* begin Records provided *
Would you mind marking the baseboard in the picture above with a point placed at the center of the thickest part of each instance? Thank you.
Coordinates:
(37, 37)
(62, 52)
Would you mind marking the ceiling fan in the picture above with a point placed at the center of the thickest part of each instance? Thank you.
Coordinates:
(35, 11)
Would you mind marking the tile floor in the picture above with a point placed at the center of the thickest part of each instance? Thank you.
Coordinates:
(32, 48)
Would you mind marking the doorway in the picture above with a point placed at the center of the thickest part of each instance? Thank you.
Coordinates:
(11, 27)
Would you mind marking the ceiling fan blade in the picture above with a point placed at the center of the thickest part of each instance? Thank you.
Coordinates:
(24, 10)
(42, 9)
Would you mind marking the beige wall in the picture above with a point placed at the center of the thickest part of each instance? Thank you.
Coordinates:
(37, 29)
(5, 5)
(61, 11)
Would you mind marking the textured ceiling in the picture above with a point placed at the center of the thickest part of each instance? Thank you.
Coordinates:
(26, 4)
* end Records provided *
* begin Records provided *
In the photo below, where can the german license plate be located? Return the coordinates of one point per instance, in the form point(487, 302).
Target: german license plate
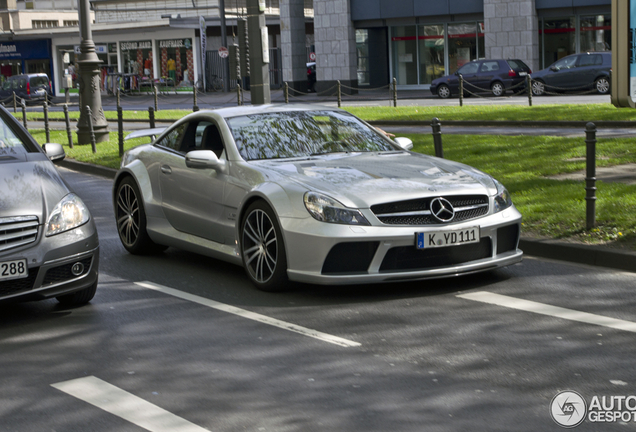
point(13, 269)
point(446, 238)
* end Records provided *
> What the task asks:
How many lines in the rows above contain the word "thickest"? Reply with the number alone.

> Solution:
7